(Records from a data source)

══════════

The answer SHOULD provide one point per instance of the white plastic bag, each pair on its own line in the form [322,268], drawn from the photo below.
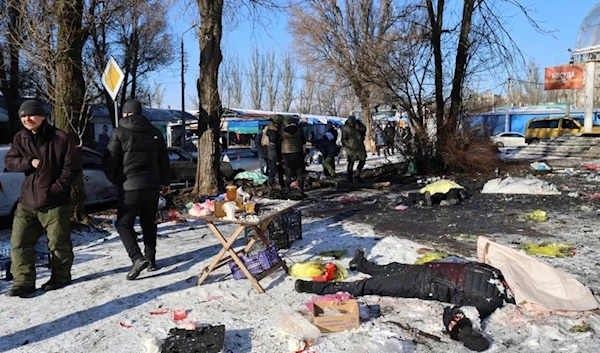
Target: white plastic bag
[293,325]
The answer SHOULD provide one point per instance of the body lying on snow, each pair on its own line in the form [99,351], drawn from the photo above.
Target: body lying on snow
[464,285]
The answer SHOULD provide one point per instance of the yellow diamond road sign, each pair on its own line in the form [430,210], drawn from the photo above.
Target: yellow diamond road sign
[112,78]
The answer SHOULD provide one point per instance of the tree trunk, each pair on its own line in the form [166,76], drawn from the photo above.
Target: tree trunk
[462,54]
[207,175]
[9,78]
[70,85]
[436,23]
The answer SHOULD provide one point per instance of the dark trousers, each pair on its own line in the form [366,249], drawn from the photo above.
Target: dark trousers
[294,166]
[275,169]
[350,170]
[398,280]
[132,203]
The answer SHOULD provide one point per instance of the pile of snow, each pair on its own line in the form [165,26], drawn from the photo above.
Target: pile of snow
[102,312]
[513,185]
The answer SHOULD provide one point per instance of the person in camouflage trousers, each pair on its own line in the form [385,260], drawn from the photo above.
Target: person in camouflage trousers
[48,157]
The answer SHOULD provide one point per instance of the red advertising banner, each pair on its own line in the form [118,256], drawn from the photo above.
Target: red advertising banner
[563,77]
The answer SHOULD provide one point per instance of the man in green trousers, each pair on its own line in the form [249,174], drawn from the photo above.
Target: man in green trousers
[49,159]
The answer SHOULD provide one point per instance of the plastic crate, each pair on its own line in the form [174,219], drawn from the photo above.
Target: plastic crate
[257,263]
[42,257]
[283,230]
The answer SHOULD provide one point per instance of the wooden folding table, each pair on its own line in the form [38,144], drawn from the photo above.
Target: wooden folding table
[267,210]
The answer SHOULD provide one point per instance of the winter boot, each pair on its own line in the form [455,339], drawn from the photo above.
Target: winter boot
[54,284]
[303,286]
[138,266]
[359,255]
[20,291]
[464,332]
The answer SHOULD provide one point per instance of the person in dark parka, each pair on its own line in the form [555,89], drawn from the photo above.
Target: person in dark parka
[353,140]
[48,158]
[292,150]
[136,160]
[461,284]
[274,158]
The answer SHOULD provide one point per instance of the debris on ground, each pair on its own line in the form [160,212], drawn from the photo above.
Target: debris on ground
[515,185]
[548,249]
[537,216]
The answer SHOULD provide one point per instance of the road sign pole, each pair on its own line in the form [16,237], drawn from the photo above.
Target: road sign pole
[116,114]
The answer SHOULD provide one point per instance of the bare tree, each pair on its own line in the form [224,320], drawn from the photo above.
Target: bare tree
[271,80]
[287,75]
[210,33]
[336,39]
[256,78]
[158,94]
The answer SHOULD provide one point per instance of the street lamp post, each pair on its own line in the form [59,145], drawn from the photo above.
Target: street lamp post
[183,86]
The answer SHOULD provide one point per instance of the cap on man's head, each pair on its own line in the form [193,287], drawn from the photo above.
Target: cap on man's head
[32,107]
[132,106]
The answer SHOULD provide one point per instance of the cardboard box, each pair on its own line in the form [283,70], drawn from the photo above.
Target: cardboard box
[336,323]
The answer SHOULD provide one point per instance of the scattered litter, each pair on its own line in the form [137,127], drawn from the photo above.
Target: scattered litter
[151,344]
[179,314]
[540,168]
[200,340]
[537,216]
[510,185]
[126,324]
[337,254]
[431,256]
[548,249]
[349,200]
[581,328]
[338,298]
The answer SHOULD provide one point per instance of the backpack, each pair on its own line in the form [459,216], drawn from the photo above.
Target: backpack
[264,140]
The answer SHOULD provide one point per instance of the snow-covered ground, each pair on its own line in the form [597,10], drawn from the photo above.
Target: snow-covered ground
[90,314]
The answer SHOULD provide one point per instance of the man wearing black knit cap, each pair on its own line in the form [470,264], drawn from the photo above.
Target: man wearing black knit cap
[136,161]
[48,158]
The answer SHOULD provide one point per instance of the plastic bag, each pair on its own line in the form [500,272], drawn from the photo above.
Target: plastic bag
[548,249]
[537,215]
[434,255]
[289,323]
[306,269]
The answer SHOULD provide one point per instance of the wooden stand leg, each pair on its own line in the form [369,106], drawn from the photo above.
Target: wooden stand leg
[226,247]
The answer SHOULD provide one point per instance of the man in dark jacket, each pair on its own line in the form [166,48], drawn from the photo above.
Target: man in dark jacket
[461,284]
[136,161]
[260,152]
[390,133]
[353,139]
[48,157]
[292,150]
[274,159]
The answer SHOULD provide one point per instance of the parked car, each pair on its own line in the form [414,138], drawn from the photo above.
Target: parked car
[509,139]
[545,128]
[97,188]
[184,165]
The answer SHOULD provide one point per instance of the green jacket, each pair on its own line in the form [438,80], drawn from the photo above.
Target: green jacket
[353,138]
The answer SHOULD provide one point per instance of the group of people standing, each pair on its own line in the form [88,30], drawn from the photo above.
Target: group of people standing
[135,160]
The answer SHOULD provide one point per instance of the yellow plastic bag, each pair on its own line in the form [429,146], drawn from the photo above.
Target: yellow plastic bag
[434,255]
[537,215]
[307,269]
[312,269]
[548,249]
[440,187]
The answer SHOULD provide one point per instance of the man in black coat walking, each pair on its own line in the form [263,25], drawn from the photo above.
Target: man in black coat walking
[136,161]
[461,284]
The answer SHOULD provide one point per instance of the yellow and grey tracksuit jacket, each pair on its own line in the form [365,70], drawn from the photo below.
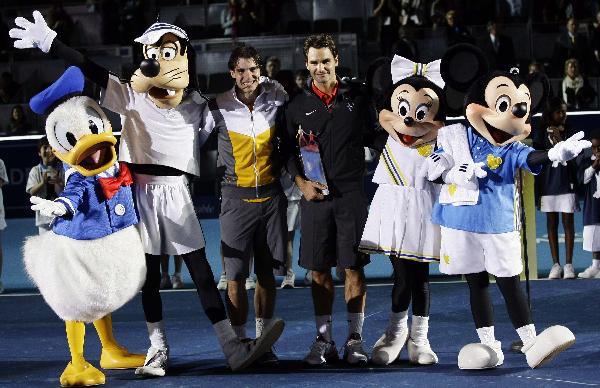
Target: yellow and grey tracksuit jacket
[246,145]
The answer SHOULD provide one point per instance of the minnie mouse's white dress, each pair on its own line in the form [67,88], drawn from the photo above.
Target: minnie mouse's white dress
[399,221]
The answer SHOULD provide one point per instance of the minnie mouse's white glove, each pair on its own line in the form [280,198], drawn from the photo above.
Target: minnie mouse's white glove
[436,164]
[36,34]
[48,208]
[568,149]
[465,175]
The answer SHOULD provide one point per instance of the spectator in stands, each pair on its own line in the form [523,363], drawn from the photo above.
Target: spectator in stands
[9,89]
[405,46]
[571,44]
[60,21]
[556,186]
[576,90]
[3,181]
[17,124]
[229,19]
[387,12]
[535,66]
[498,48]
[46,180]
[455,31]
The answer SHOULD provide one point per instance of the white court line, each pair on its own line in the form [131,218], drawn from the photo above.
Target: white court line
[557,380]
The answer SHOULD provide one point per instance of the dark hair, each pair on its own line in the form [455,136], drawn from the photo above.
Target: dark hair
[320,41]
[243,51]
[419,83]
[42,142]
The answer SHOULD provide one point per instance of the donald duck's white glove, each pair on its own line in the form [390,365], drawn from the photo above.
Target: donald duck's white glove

══════════

AIM OF THE TASK
Please provide a faithful transcription of all the data, pictures excluded.

YOUR SOLUTION
The answer SHOULD provide one point per instance of the white plastic bag, each pair on its own line in the form [322,268], drawn from the photo below.
Target: white plastic bag
[293,325]
The answer SHOULD provide one point per instance of the body lying on snow, each pair on its own line in the form [99,351], drawn from the photo above.
Target: body lying on snow
[464,285]
The answer SHOULD provide one point per instance of the yellow diamond road sign, each pair on its own line in the form [430,210], drawn from the photo above.
Target: yellow diamond road sign
[112,78]
The answer SHOULD provide one point per instance of the tree trunk, each pair on its own line in the form [166,76], drawn from the photo above.
Target: tree trunk
[462,54]
[207,175]
[9,78]
[70,85]
[436,23]
The answer SHOULD provide one point per instance of the dark trousers, each pair on its own line in the form [366,249], drawn from the photo above.
Target: dark trousers
[294,166]
[275,169]
[350,170]
[398,280]
[132,203]
The answer SHOULD provide one point per instance of the pile of snow, each pair on its own line in the form [165,26], drawn from the photo above.
Target: pile of snow
[102,312]
[513,185]
The answer SHOULD provide one point per instance of the person in camouflage trousers, each pair on its own line in the form [385,260], drawn from the photo above.
Target: person in camouflage trousers
[48,157]
The answer SHOULD provide one point per instance of the red advertising banner, each pair on its own line in the form [118,256], drawn from the photo above.
Target: red advertising banner
[563,77]
The answer SHOULD provide one point per instance of the man in green trousers, each pair on its own line in the form [249,174], drawn from the photo above.
Target: man in green trousers
[49,159]
The answer SHOULD provide one point per instance of the plastic crate, each pair on its own line in the form [174,219], drawn from the photo above.
Target: plastic crate
[257,263]
[42,257]
[283,230]
The answer SHOULD provide one point per instance of the wooden folding table, each pair on its own line in the form [38,144], drawn from the photo above.
Target: wooden folding table
[267,210]
The answer SHOULD provide one point per instance of the winter boot, each pair on its own line in the form [455,339], drawn from the photo above.
Target: winter boot
[54,284]
[303,286]
[138,266]
[359,255]
[20,291]
[464,332]
The answer SHOULD provide one point per instance of the person in dark parka, each pair on its own line in the form [555,89], drawn from the photo above.
Target: person in dark parka
[353,140]
[48,158]
[292,150]
[136,160]
[461,284]
[274,158]
The answer SHOULD provide one point per instance of the debris on ground, each pair on its own line in the form [160,212], drawn from the photo above.
Target: debris on ground
[515,185]
[548,249]
[537,216]
The answer SHOULD provide one point per instance of the road sign pole, each pair on its own line in the form [16,237], drawn from the photo above.
Target: road sign pole
[116,114]
The answer SHOULD provide one point per instance of the bare tree, each pair on its own line in the form [224,320], drawn from the photo above.
Target: bare tree
[271,80]
[287,75]
[210,33]
[336,39]
[256,78]
[158,94]
The answer SHOULD provide one point per instance of the street lamp post, each pair on its own line in the form [59,145], drawn from the photo above.
Target: street lamp post
[183,86]
The answer SHOULD provide one point per instance of the cap on man's head, each pair on its own line in the form [193,287], drawn from the photo above.
Target: cap on man's head
[32,107]
[132,106]
The answer SHOULD provide one point per instance of the cardboard box, each pair on its own line in the form [283,70], drawn from the photo above.
Target: cardboard box
[336,323]
The answer SHOULD provide one point per instance of the scattered litter, each pair on its own line in the form [137,127], drawn from the photo above.
Target: scattered litter
[151,344]
[179,314]
[540,168]
[200,340]
[537,216]
[510,185]
[126,324]
[337,254]
[431,256]
[548,249]
[349,200]
[581,328]
[338,298]
The answer SHOULD provide one point per instance of the backpack, each pair on its own line in the form [459,216], drawn from the photo above.
Target: backpack
[264,140]
The answer SHOULD provide one point per instance of the snow-covered ground, each pair on its own line in the form [597,10], drawn from the photo above.
Target: snow-covered ground
[90,314]
The answer SHOULD provide one point per instance of the man wearing black knit cap, each pair on its own line in the form [470,264], drawn from the photo above.
Target: man wearing black knit cap
[136,161]
[48,158]
The answer SHOULD provide one point per instance of the plastic bag, each pair on its own line in the form [500,272], drawn from the photo above.
Target: plastic bag
[548,249]
[537,215]
[434,255]
[289,323]
[306,269]
The answer SHOULD provide one point per instance of the wooden stand leg, each pair on its own line in the form [369,106], drawn from the photo above.
Target: wooden stand leg
[226,247]
The answer SHOULD provide one point per instance of the man in dark jacket, each pair on its own line in the form [166,48], drawn from the photo above.
Target: man in dark jacket
[461,284]
[136,161]
[260,152]
[390,133]
[353,139]
[48,157]
[292,150]
[274,159]
The answer SHOULD provide one point per instance of the parked car, each pair on its own line in the form [414,138], drawn from the photo above.
Target: parked car
[509,139]
[545,128]
[97,188]
[184,165]
The answer SHOULD provide one point per instance of the green jacket, each pair on its own line in the form [438,80], drawn from the photo above.
Target: green jacket
[353,138]
The answer SHOULD provide one point per instance of the group of people standing, each pair on its own line in the form [88,30], drawn from the photo above.
Target: group of people standing
[135,160]
The answer SHOULD provide one point per instance of the yellow plastic bag, each pair on its own line in the form [429,146], drawn from the photo above.
Target: yellow plastic bag
[434,255]
[537,215]
[307,269]
[312,269]
[548,249]
[440,187]
The answer SHOULD provide one point per instance of the man in black coat walking, each pair on its own line in the form [263,25], drawn from the photo above.
Target: man in black coat walking
[136,161]
[461,284]
The answer SHOULD provide one point per instance of the yellow and grey tracksuit jacket, each pair on its own line in the form [365,70], drawn from the photo below.
Target: yellow and grey tracksuit jacket
[246,145]
The answer SHOULD provide one point per instance of the minnie mouse's white dress, each pair on its own line in the form [67,88], drawn from the photo above.
Target: minnie mouse's white dress
[399,221]
The answer SHOULD provide one point per instance of the minnie mouse's white glove, each pair on its own line in the form [280,198], drawn from the photo above.
Target: minnie mouse's white glove
[436,164]
[36,34]
[48,208]
[568,149]
[465,175]
The answer SHOULD provide one point per instance of the spectator in stands, each pair on its own line in the form [523,363], drawn from the photo above.
Target: spectator in stands
[9,89]
[405,46]
[571,44]
[60,21]
[556,186]
[576,90]
[3,181]
[17,124]
[229,19]
[387,12]
[535,66]
[498,48]
[46,180]
[455,31]
The answer SHOULD provide one point per instance of the white court line, each pair on its own line in the form [131,218], drawn from the photo above.
Target: white court line
[557,380]
The answer SHOULD provide one point per instance of the dark hair, each pair on its own line in the form [455,136], drawn from the photo above.
Target: dark hair
[320,41]
[243,51]
[419,83]
[42,142]
The answer SHOULD provide one point per instance of the donald duck's white glove, each pair on its own line in the form [390,365], drawn from the photo above.
Target: donald duck's white glove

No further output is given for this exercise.